Auszug:

================================

Eigentlich gibt es seit Anfang 2021 einen internationalen Atomwaffen-Verbotsvertrag. Der Schönheitsfehler ist nur: Kein einziger Atomwaffenstaat hat den Text unterzeichnet. Pélopidas spricht von einer „ethischen Bruchlinie“ zwischen Staaten, die über Atomwaffen verfügen, und den nuklearen Habenichtsen.

„Ethisch gesehen haben Sie auf der einen Seite eine Koalition, die sagt: ‚Wir fühlen uns wir im Namen unserer Vorstellung von nationaler und internationaler Sicherheit verpflichtet, uns auf einen Massenmord an einer Zivilbevölkerung vorzubereiten‘. Und Sie haben eine andere Koalition, die sagt: ‚Ungeachtet der Konsequenzen werden wir uns zu keinem Zeitpunkt darauf vorbereiten oder uns dazu in die Lage versetzen, ein Massenverbrechen zu begehen, selbst wenn die Konsequenz daraus die Gefährdung unserer nationalen Sicherheit ist‘. Das Ergebnis der Konfrontation zwischen diesen beiden Visionen von Politik und Ethik wird über das Geschick der Welt entscheiden.“

Für eine Welt ganz ohne Atomwaffen tritt Papst Franziskus ein
Für eine Welt ganz ohne Atomwaffen tritt Papst Franziskus ein

Gegen die „Nuklearisierung der Welt“

Der Forscher hält es für wichtig, über die Gesamtheit der Auswirkungen einer, wie er sie nennt, „Nuklearisierung der Welt“ nachzudenken. In dieser Hinsicht seien die Ergebnisse der unabhängigen Forschung von großer Bedeutung.

================================

Gezeigte Einträge:
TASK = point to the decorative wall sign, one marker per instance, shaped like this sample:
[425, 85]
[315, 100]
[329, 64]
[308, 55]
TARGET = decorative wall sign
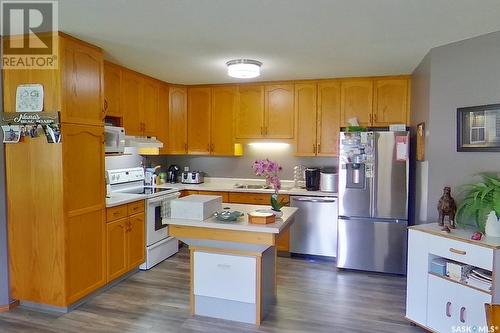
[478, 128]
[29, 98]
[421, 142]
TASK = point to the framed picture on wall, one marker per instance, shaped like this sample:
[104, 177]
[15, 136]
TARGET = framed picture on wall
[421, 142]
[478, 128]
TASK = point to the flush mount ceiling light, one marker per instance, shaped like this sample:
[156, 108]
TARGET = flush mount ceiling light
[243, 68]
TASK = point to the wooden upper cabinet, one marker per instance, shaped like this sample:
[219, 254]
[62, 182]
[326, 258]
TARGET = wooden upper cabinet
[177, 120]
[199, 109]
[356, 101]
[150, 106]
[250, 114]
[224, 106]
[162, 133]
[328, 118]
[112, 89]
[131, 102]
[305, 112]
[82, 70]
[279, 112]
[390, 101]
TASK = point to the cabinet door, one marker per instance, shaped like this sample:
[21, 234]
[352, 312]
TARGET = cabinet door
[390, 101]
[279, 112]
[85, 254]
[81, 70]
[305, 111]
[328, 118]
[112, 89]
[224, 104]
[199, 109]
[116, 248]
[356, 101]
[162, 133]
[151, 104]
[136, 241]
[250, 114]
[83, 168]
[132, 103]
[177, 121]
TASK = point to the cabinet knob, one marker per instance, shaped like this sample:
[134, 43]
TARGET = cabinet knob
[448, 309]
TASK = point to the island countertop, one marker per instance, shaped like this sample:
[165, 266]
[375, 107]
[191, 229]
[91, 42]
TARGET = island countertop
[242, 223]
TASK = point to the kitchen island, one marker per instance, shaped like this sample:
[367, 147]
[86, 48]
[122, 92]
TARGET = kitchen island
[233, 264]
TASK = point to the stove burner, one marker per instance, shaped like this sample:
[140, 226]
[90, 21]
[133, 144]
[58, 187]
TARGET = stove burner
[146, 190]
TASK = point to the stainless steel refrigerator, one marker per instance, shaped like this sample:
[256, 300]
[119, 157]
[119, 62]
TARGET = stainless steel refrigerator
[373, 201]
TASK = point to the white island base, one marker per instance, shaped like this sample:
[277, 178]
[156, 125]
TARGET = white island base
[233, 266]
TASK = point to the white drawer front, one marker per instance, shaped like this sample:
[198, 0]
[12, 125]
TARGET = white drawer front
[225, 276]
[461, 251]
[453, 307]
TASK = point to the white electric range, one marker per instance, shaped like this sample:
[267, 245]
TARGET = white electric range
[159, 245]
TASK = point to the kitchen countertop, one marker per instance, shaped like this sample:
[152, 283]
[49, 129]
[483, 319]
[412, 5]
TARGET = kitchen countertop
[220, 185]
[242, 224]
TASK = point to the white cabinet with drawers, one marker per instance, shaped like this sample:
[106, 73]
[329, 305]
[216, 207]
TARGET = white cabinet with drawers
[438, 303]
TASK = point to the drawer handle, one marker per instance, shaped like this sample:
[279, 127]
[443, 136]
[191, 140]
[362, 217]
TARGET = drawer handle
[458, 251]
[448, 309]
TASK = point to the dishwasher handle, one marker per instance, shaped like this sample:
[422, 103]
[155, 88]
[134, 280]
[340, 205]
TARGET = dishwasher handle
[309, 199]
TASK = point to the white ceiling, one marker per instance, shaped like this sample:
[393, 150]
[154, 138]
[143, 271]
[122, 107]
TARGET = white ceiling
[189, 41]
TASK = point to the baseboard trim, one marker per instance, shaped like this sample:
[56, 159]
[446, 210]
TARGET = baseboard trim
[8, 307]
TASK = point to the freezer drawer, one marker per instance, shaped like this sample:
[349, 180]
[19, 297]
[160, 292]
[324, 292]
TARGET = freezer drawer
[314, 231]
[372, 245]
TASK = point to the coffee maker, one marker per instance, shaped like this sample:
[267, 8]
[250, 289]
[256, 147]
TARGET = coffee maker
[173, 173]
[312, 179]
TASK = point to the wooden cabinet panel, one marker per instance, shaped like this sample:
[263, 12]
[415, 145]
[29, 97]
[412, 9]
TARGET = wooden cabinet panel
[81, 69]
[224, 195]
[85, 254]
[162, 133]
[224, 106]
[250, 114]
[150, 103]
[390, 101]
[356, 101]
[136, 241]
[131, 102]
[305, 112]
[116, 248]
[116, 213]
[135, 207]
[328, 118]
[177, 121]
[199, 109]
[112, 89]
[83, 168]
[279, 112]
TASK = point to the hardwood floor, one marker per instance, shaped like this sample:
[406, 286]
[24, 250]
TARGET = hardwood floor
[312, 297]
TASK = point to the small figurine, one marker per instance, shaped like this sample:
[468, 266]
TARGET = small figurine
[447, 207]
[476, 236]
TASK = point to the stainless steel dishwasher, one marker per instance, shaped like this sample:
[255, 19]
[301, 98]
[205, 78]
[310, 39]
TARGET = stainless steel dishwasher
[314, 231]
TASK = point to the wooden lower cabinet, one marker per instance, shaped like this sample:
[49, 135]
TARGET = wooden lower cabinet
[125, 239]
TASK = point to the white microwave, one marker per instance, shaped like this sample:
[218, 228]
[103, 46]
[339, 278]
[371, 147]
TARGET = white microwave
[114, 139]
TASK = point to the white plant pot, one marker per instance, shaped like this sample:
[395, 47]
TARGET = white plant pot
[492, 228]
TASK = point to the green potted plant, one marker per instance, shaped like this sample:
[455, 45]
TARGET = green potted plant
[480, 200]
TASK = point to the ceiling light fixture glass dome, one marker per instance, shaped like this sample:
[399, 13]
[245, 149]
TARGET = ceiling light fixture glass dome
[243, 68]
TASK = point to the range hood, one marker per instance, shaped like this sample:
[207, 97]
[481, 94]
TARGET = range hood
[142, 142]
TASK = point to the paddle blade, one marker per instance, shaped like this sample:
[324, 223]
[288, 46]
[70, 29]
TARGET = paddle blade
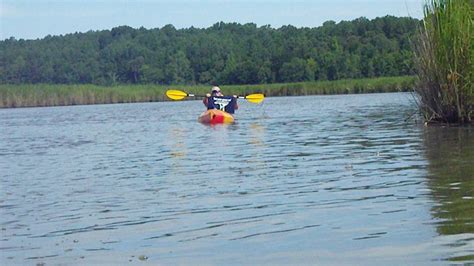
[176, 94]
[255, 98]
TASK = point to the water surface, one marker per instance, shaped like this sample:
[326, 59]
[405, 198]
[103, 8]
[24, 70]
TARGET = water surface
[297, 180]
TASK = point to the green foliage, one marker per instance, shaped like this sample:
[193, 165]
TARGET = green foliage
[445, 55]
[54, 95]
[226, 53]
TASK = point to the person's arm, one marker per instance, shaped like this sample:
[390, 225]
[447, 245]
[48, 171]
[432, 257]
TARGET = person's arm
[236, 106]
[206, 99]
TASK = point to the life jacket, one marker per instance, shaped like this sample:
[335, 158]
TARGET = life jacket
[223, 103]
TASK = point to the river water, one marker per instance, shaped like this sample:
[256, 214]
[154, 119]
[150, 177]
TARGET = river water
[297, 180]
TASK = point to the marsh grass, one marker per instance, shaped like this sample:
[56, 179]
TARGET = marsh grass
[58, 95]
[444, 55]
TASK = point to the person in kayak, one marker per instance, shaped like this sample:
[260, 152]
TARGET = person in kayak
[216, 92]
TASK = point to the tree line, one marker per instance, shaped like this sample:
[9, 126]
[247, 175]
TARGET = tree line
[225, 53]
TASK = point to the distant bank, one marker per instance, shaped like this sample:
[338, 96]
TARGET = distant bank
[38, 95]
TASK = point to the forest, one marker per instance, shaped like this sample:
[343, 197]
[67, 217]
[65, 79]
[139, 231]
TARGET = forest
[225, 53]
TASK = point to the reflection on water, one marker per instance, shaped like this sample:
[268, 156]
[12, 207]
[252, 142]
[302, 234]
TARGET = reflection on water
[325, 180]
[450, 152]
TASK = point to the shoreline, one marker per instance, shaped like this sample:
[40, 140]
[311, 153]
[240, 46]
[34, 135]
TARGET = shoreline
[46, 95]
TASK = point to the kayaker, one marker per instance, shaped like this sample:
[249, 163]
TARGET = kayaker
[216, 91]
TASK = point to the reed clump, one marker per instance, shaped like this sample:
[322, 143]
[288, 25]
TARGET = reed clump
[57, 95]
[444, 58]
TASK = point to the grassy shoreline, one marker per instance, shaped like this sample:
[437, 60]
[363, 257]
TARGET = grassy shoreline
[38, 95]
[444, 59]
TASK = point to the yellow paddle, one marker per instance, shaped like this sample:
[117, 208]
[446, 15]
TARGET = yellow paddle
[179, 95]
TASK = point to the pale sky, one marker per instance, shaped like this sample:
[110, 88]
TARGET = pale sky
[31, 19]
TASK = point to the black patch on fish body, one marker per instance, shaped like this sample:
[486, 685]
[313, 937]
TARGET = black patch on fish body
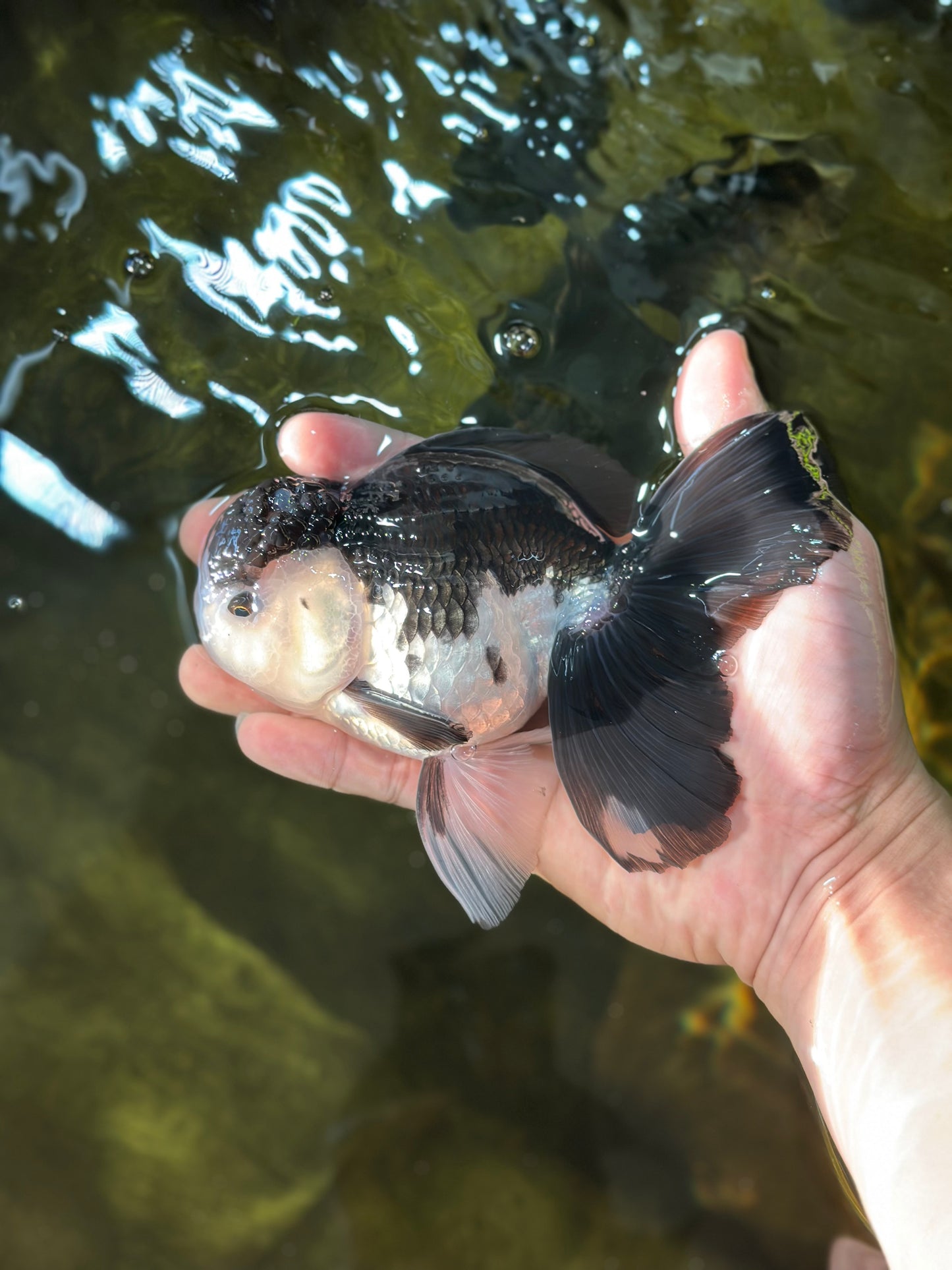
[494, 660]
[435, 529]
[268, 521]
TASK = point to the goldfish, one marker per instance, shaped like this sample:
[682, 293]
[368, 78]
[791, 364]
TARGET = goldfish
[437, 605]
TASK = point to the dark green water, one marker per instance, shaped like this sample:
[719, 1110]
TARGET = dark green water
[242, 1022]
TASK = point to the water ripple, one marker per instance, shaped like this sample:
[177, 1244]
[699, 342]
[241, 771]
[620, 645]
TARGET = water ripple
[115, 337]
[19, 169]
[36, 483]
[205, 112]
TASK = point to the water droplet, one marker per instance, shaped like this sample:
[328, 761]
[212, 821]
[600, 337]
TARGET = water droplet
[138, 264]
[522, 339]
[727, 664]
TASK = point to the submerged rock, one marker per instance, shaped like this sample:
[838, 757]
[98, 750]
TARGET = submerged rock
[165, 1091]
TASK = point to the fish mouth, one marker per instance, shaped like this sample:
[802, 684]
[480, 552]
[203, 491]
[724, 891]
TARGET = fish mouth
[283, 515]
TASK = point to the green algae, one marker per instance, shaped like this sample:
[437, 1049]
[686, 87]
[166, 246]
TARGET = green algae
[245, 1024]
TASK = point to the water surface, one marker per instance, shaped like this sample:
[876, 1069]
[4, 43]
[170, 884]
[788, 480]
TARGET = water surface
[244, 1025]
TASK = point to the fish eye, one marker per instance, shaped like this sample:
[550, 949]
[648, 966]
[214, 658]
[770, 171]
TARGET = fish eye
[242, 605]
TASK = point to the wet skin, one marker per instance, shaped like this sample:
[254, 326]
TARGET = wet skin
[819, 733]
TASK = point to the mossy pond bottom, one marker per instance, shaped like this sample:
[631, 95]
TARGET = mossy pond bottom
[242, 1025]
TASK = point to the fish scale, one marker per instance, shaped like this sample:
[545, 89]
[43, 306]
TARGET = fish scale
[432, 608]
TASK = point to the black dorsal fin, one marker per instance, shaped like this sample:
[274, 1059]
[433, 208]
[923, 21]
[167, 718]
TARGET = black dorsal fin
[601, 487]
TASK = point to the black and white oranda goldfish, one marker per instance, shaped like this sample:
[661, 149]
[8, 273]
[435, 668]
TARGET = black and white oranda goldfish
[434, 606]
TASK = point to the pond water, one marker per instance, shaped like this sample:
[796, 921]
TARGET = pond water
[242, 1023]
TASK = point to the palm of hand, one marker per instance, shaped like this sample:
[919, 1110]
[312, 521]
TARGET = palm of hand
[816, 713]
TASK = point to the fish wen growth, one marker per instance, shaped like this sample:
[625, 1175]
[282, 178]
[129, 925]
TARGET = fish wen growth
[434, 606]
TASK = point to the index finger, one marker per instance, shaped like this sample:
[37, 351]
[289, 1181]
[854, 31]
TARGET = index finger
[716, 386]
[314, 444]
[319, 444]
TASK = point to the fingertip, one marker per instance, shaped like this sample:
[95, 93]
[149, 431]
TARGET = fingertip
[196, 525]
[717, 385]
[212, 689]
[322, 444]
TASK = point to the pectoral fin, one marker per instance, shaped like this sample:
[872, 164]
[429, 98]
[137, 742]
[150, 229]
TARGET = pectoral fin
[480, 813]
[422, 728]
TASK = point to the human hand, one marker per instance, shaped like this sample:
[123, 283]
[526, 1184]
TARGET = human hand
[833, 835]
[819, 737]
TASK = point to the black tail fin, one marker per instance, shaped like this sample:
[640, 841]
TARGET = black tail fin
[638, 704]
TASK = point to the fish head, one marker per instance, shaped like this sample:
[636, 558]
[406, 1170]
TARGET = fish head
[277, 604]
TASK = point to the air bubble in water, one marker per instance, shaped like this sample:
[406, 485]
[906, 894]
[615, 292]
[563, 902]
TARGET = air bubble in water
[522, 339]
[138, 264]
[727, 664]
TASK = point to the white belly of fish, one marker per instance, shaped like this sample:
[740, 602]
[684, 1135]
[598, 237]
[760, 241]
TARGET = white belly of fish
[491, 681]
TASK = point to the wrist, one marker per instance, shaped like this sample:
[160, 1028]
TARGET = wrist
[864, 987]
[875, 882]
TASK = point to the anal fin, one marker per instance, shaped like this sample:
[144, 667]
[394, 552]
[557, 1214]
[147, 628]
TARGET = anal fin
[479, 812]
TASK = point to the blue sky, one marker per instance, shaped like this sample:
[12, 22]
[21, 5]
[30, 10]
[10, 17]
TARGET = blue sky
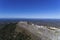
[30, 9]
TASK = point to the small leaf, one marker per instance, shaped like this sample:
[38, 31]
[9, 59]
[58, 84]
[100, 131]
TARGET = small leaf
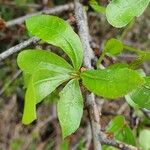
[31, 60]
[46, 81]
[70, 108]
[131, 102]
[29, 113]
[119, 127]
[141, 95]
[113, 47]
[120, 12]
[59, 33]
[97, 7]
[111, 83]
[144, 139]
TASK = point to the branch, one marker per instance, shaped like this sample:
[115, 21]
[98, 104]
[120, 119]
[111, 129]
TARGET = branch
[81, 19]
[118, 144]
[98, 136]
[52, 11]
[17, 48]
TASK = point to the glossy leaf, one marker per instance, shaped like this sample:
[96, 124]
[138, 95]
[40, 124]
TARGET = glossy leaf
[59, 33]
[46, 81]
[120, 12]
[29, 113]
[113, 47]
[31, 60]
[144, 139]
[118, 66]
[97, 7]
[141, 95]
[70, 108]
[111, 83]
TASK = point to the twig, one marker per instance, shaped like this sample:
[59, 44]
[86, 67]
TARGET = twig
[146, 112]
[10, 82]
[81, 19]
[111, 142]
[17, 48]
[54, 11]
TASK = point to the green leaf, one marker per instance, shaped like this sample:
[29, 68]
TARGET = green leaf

================================

Ziele:
1: Seit wann gibt es laut dem Auszug über Atomwaffen einen internationalen Atomwaffen-Verbotsvertrag?
2: Nenne alle verschiedenen Wörter im Auszug über Atomwaffen, die den Bestandteil „Atomwaffe“ enthalten.
3: Führe den Auszug über Atomwaffen im Anschluss an seinen letzten Satz weiter.

Antworten je Aufgabe:
1: Seit Anfang 2021.

2: Atomwaffen-Verbotsvertrag, Atomwaffenstaat, Atomwaffen

3:
„Lange Zeit wurden die Auswirkungen der Atomtests unterschätzt. Seit Beginn des Atomzeitalters gab es mehr als 2.000 Nuklearexplosionen, von denen mehr als 500 in der Atmosphäre stattfanden, und ihre Tests hatten Auswirkungen auf die Kontamination der Biosphäre. Ein Mitglied meines Teams hat beispielsweise gezeigt, dass die (französischen) Atomtests in Polynesien dazu geführt haben, dass mehr als 90.000 Polynesier … über ein Maß hinaus kontaminiert wurden, das sie nach französischem Recht zu einer Entschädigung berechtigen würde. Die unabhängige Forschung hat das Wissen über diese Auswirkungen erst möglich gemacht. Eine andere Art von unterschätzten Auswirkungen ist die auf die Demokratie. Thomas Fraise hat gezeigt, dass die nukleare Rüstungspolitik in den Staaten, die sie umsetzen, zur Schaffung von Geheimnis-Nischen führt, wodurch die Qualität der in diesen Staaten möglichen Demokratie verschlechtert wird. Dies stützt sich auf eine Untersuchung des britischen, amerikanischen, französischen und schwedischen Falls.“

(vatican news)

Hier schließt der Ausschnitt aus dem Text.